**** READING PASSAGE
I don’t like the change in the weather and I don’t like the on-set of autumn/winter. The change in seasons brings with it, every year, an abundance of new colds, flu’s, viruses and other horribleness and it makes life that much more worrying when you’re desperately trying to keep yourself well enough for a life-saving operation.

Yesterday I developed that odd feeling in the back of your throat, the little tickle-come-small obstruction you feel when you swallow which often prefaces the on-set of a cold or sinus infection.

If I’m honest, it’s petrifying. The last time I was unwell with any sort of cold/virus-type thing, it lead to the worst chest infection I’ve had for years and my body very nearly gave up the ghost. If it were to come around again, if the tickle becomes a cough, if the cough becomes a cold, if the cold becomes something else, it doesn’t really bear thinking about right now.

Try as I might, though, I can’t escape the thought of it. If someone tells you not to think about elephants you can guarantee that they’ll be singing, dancing and tooting their way ear-to-ear for the rest of the evening. An impending cold is very much the elephant in the room.

I’m suddenly hyper-aware of every creak and tweek my body makes, each breath that feels shorter becomes a worry, each cough that feels irregular concerns me. I’m doing whatever I can to get food, drink or any kind of calories down my neck in the hope of giving my body the energy it needs to nip this in the bud before it takes hold.

It’s impossible to know if any of it is likely to work – it’s impossible to know right now whether it is even the start of a cold or just a strange feeling in the throat. It’s impossible to know anything at all, really, which is, again, part of the problem I suppose.  I’m waiting through each passing moment to see what my body’s going to do, to see if I’ve done enough to see it off.  I’m on tenterhooks.
********
**** DATASET EXCERPTS
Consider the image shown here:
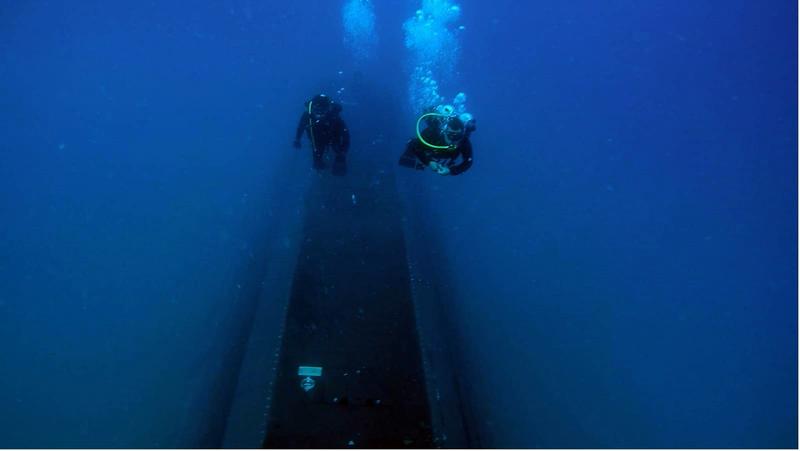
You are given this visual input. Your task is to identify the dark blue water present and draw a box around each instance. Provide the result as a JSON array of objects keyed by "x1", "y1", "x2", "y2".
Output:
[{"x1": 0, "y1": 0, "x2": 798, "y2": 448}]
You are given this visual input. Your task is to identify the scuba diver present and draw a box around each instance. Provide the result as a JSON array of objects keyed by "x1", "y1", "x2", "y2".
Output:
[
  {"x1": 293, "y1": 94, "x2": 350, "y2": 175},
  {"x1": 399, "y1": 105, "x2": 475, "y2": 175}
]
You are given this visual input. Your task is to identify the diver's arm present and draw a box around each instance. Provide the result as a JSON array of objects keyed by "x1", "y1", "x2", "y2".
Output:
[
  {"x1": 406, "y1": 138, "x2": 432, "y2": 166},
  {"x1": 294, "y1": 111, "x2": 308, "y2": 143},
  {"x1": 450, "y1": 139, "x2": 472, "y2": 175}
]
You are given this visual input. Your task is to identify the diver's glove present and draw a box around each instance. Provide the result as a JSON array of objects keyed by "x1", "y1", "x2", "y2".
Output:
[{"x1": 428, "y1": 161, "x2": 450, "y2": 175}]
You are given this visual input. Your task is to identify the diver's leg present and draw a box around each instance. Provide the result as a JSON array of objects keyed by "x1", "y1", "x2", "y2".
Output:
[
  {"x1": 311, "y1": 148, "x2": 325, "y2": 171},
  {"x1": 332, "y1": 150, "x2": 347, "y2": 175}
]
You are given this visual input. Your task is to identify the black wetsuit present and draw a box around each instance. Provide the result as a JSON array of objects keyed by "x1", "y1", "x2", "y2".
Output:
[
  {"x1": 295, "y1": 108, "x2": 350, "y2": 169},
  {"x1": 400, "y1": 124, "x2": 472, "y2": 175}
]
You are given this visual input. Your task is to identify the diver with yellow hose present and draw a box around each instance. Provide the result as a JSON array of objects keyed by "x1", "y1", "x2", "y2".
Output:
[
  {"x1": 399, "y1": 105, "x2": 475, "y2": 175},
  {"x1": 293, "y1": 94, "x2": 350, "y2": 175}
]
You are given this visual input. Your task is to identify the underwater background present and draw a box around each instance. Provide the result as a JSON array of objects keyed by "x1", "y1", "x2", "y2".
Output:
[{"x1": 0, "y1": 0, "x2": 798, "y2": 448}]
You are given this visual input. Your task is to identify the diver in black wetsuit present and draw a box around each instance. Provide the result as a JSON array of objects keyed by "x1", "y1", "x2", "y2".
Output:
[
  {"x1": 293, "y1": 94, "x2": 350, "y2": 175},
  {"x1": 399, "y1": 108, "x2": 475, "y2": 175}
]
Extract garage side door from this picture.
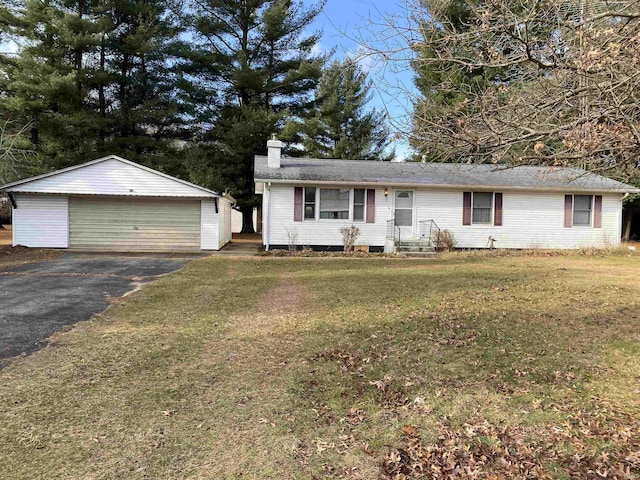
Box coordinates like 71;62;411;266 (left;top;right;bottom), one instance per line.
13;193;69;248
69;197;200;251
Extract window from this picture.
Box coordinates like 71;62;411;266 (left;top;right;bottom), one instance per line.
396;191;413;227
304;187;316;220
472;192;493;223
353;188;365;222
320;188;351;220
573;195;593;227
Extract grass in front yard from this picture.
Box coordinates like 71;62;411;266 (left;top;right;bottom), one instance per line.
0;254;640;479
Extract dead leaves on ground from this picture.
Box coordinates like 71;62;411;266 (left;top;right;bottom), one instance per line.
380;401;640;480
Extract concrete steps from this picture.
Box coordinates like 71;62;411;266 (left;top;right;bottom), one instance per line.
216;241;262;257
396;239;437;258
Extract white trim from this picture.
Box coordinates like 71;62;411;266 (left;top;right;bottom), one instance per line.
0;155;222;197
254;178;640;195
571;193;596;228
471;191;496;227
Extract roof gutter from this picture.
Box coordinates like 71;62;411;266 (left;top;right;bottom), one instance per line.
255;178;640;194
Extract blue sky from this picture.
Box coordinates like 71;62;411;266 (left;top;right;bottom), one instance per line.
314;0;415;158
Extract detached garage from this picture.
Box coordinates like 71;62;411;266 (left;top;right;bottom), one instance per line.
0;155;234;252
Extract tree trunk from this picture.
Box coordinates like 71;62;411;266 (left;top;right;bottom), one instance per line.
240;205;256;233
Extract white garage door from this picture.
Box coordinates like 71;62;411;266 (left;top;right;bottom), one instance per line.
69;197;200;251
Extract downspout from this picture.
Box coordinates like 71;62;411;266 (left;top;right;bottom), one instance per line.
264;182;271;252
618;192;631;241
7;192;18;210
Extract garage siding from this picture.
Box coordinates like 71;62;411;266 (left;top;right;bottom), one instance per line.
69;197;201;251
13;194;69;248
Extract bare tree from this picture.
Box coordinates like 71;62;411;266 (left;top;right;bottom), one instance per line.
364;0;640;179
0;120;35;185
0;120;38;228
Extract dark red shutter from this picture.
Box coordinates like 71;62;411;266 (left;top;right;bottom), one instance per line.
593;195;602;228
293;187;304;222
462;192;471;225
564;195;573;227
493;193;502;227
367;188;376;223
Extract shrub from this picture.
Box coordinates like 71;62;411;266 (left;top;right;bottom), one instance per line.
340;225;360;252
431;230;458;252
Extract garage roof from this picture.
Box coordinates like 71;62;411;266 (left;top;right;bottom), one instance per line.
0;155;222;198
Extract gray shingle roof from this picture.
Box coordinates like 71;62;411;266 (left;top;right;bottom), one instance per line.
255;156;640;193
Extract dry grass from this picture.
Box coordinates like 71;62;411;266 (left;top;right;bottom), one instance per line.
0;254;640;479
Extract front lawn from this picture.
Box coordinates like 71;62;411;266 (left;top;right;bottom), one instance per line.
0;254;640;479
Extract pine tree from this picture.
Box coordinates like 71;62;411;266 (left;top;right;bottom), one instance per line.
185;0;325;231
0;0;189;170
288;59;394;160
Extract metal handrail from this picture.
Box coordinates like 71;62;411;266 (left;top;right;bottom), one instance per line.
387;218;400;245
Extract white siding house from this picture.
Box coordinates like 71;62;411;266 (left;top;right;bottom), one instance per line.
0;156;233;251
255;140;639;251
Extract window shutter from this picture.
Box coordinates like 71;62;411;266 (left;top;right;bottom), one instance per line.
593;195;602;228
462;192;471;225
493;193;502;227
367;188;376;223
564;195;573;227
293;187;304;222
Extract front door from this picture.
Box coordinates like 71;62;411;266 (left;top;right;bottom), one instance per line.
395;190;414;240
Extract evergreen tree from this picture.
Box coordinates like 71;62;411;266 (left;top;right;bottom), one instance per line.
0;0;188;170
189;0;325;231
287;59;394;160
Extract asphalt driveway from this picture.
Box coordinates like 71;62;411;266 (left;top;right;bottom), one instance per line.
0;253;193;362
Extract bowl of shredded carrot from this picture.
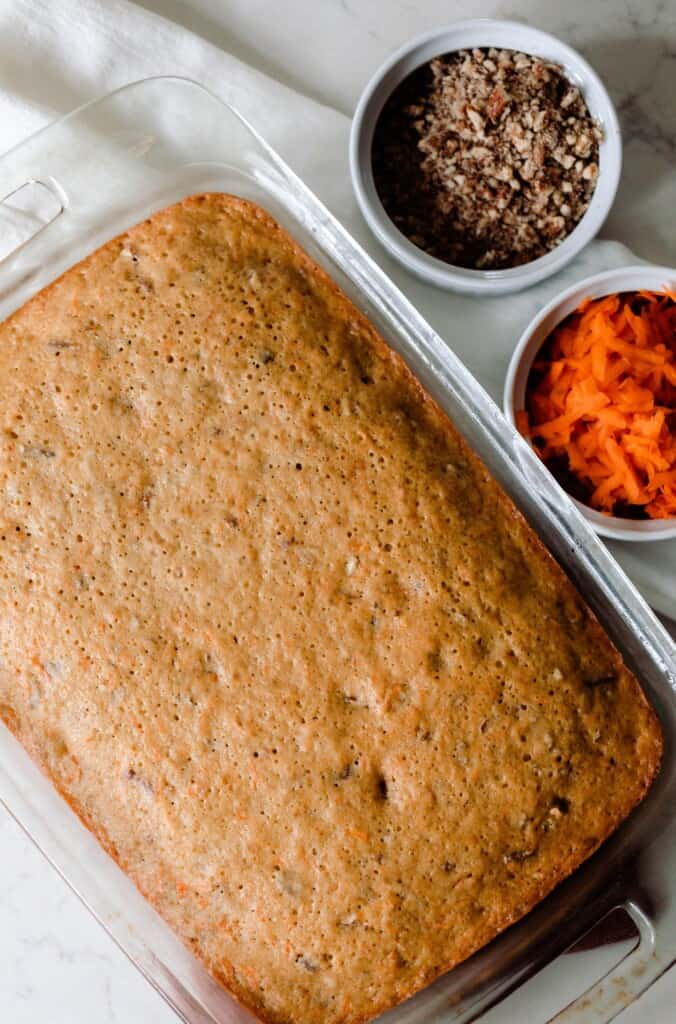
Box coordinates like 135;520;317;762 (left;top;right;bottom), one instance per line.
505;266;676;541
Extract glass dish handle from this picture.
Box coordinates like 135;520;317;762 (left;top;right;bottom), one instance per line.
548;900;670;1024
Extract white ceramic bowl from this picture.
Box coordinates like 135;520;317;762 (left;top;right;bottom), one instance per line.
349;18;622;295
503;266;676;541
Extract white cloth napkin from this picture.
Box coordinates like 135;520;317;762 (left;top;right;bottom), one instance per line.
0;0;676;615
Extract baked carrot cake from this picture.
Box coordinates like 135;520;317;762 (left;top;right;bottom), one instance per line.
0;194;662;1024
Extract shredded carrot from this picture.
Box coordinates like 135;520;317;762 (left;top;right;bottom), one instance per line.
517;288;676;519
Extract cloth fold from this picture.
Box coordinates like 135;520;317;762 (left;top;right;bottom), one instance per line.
********
REQUIRED TASKS ->
#1 Transcribe the part of the piece about dreading a cold that opens with the words containing "I don’t like the change" and closes with "about right now.".
#2 Render this sentence from the piece about dreading a cold in French: "An impending cold is very much the elephant in the room."
#3 Carry the piece about dreading a cold forward from its final sentence.
The records play no part in what comes next.

TASK ANSWERS ->
#1
I don’t like the change in the weather and I don’t like the on-set of autumn/winter. The change in seasons brings with it, every year, an abundance of new colds, flu’s, viruses and other horribleness and it makes life that much more worrying when you’re desperately trying to keep yourself well enough for a life-saving operation.

Yesterday I developed that odd feeling in the back of your throat, the little tickle-come-small obstruction you feel when you swallow which often prefaces the on-set of a cold or sinus infection.

If I’m honest, it’s petrifying. The last time I was unwell with any sort of cold/virus-type thing, it lead to the worst chest infection I’ve had for years and my body very nearly gave up the ghost. If it were to come around again, if the tickle becomes a cough, if the cough becomes a cold, if the cold becomes something else, it doesn’t really bear thinking about right now.

#2 Un rhume imminent est vraiment l'éléphant dans la pièce.

#3
The one morsel of comfort I’m dragging from deep within my reserves of pluck and fight is the fact that as bleak as it seemed to get last time, I pulled through it – I fought my way out of it and afterwards I enjoyed some of the best fitness I’ve had for the last 12 months or so. Should I be facing the same fight again, I can only keep telling myself that I’ve been here and done that, and I should really look into getting a T-shirt.

It is inevitable that the ups and downs of life on a waiting list as fluid and unquantifiable as transplant are going to be increasingly hard to bear – each trough will reach deeper than the last and each peak will seem higher, whatever the physical stats may show.

Without fight, though, where would we be? Without the need to push ourselves forwards, to fend off the onslaught of the outside world against our frail bodies, how would the human race have come as far as it has?  How would we all make our way through our day-to-day lives?  My fight is no more than anyone else’s, merely against a different enemy, on different ground, with different markers of success and failure.

I suffer the slings and arrows of outrageous fortune, and I choose to take arms against a sea of troubles, but I know that without the help of the transplant team at Harefield, no amount of personal opposition will end them. All I can do is to my own self be true, and keep fighting the fight till the clarion call of a new life comes my way.*

*Apologies to W. Shakespeare

Wonder of wonders

Today, I have felt good ALL DAY.

It’s a mystery where it’s come from, and I don’t harbour much hope of it lasting into the weekend, such is the nature of my up-and-down life at the moment, but damned if I haven’t enjoyed it today.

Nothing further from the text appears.